→ Assignment: The entries are to be printed again word for word, but no picture may appear.

(Stored data entries)
———
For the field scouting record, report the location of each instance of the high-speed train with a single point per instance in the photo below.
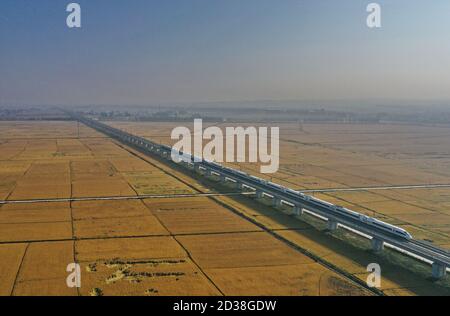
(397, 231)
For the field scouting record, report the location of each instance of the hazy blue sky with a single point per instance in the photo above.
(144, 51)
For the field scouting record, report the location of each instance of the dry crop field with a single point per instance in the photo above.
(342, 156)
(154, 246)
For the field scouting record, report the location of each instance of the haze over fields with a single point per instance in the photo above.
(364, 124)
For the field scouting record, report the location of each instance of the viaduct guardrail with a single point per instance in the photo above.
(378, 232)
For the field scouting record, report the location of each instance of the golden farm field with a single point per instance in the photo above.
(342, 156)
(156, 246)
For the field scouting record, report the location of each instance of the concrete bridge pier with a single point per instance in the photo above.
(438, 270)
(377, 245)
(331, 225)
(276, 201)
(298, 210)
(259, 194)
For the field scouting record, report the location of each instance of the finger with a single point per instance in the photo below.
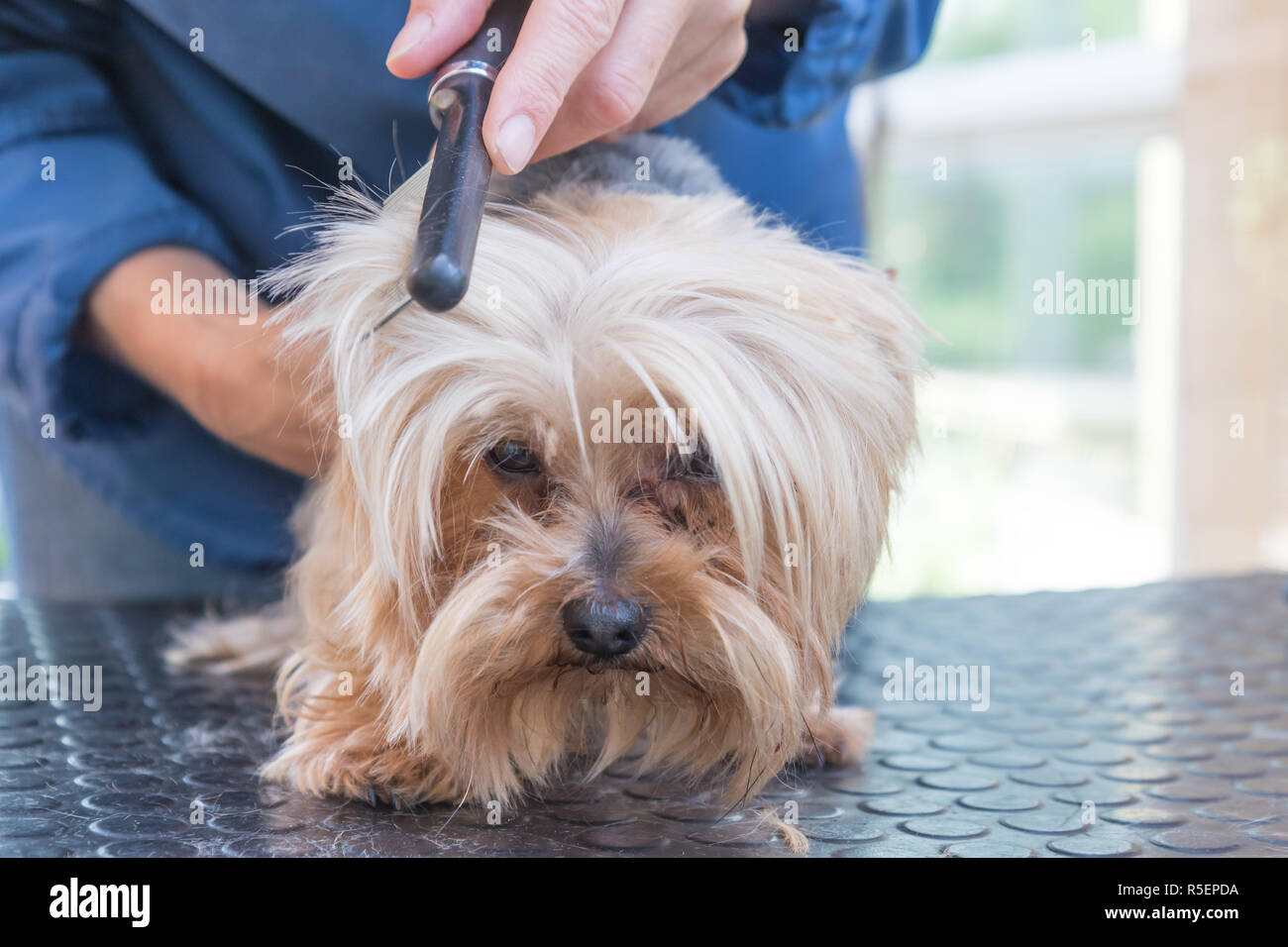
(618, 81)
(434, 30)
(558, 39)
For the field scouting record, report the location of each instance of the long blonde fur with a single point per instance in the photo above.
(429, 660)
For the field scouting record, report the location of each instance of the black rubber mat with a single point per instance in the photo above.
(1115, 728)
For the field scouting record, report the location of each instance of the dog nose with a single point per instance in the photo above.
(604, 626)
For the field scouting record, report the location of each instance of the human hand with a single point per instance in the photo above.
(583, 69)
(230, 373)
———
→ Completed task:
For the field scouting record, report the location of each instance of the high-speed train with a single point per instance in the photo below.
(397, 231)
For the field scouting record, report the location of each instance of the hazy blue sky with a single point per instance in the photo above.
(144, 51)
For the field scouting record, report the location of each instance of the dry crop field with a single point per instance in the photo above.
(342, 156)
(154, 246)
For the field scouting record, report the location of each instance of the haze over fields with a single point per instance in the photo above.
(364, 124)
For the field scouting record, report the location of each instance of the viaduct guardrail with a single point per instance in the photo above.
(378, 232)
For the field scouting record, report the location of each instance of the golden farm field with a single point per instance in the photo above.
(342, 156)
(156, 246)
For the field scouting record, report the location of each instance of the concrete bridge pier with a single point per instance in the photo above.
(438, 270)
(377, 245)
(331, 225)
(276, 201)
(298, 210)
(259, 194)
For the field scouting record, report the location of each instance of the finger with a single point per instance in the photo below.
(618, 81)
(434, 30)
(558, 39)
For the field scouting record, report the location of each instance of the long blonde fur with a single point per instance in the photo above.
(429, 660)
For the field scouting record, report the location of each instance of the black rubber mat with a single point per instance in the photo above.
(1115, 728)
For the field scouting record, report the location of each instance of the dog nose with a single point per instance in the photo above.
(604, 626)
For the field scouting record, report the location of each instance of the human hand with a single point per instance in the photo above.
(583, 69)
(230, 373)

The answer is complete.